- _GOAL OF THE EXERCISE_
Copy out the text of all the items below with "image" in place of every "photo" and no other changes. Omit the pictures.

- _DATA SHOWN_
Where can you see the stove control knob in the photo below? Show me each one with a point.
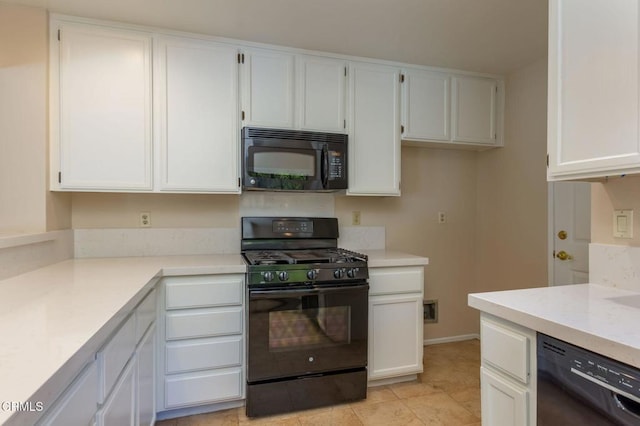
(268, 276)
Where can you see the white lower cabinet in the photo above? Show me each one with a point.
(118, 386)
(503, 402)
(79, 402)
(508, 373)
(395, 322)
(201, 352)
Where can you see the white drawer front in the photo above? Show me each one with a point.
(115, 354)
(505, 349)
(408, 279)
(203, 354)
(145, 314)
(203, 323)
(203, 291)
(203, 388)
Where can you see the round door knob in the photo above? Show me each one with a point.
(268, 276)
(563, 255)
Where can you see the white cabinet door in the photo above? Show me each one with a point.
(395, 335)
(374, 131)
(322, 93)
(103, 117)
(119, 407)
(199, 128)
(146, 379)
(78, 404)
(268, 88)
(503, 403)
(426, 105)
(593, 110)
(474, 109)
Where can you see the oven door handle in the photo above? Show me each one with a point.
(314, 291)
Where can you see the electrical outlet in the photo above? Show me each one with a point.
(145, 219)
(355, 218)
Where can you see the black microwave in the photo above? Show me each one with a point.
(290, 160)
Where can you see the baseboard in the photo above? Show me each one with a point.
(451, 339)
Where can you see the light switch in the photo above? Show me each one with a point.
(623, 223)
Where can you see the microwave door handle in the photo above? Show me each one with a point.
(324, 173)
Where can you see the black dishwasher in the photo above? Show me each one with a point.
(580, 387)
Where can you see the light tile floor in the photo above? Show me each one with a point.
(447, 393)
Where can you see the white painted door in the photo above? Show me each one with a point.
(268, 88)
(426, 105)
(374, 131)
(104, 81)
(199, 128)
(474, 109)
(570, 226)
(593, 113)
(322, 93)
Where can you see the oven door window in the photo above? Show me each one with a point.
(309, 327)
(296, 333)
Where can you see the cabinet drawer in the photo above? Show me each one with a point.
(203, 323)
(115, 354)
(204, 291)
(78, 403)
(505, 349)
(203, 388)
(145, 314)
(396, 280)
(203, 354)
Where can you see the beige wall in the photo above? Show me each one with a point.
(512, 191)
(25, 203)
(433, 180)
(607, 196)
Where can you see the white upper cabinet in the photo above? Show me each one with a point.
(268, 88)
(101, 114)
(284, 90)
(593, 110)
(474, 107)
(198, 115)
(322, 93)
(441, 108)
(374, 130)
(426, 105)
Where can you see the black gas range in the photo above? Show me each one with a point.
(307, 315)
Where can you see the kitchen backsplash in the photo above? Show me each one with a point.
(193, 241)
(615, 266)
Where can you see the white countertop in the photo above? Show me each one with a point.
(52, 320)
(602, 319)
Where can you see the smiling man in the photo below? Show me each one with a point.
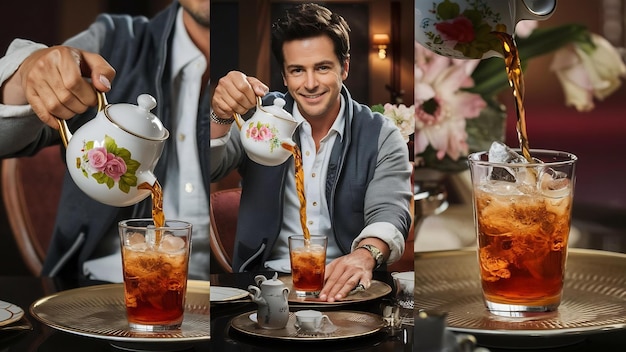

- _FINISHED ANSWER_
Where can you see the stove control knob in the image below? Show me each one with a point.
(268, 276)
Where can you see the white lower cabinet in the image above? Show me each one with a point.
(118, 386)
(503, 402)
(79, 402)
(508, 373)
(395, 322)
(201, 352)
Where can you see the white drawer front in the image above? Show me each one with a point.
(115, 354)
(505, 349)
(408, 279)
(203, 354)
(145, 314)
(203, 323)
(203, 291)
(203, 388)
Where can you see the round door knob in the image above? Show me each one with a point.
(268, 276)
(563, 255)
Where can you see the white cabinet door in the image above? Show me each one with a point.
(395, 335)
(374, 131)
(322, 93)
(103, 117)
(119, 407)
(199, 128)
(146, 379)
(78, 404)
(268, 88)
(503, 403)
(426, 105)
(593, 110)
(474, 109)
Where can you see the oven door handle in the image above? Show me each one with a point.
(314, 291)
Where can you see the electrical outlet in the image above? Show me each one with a point.
(145, 219)
(355, 218)
Where can you see the black microwave in the image above? Show me each one with a point.
(290, 160)
Where can you see the baseboard in the image above? Show me each one with a point.
(451, 339)
Where can you see the light switch in the image above? Show me each one with a point.
(623, 223)
Where can you see the microwave door handle in the image above? Show me each one with a point.
(324, 173)
Where can you see the black dishwasher in the image above? Show me each one with a point.
(580, 387)
Where can you see the light tile floor in the image above? Show me each one with a point.
(447, 393)
Where can you see the white painted door in the image above? Show me each one with a point.
(268, 88)
(426, 105)
(374, 131)
(104, 81)
(199, 128)
(474, 109)
(570, 226)
(593, 113)
(322, 93)
Where can you see the oven door window in the image above? Show me each one with a point.
(309, 327)
(296, 333)
Where can you see the cabinet drawer in the image above? Show me each one with a point.
(203, 323)
(115, 354)
(204, 291)
(78, 403)
(505, 349)
(203, 388)
(145, 314)
(396, 280)
(203, 354)
Where can you see the beige wall in the image above? Show me each one with a point.
(512, 191)
(25, 203)
(433, 180)
(607, 196)
Where can you see the white upper cabinet in the image above? Show me each one with a point.
(268, 88)
(101, 114)
(284, 90)
(593, 110)
(474, 107)
(198, 115)
(322, 93)
(441, 108)
(374, 130)
(426, 105)
Where can you see the black gas range in the image above? Show me each one with a point.
(307, 315)
Where can you see the kitchen backsplash in the image above? Show me each one with a point.
(193, 241)
(615, 266)
Where can you see the white countertop in the image above? Show me each one with a point.
(52, 320)
(602, 319)
Where can you see the smiling man in the image below? Show me each one with a point.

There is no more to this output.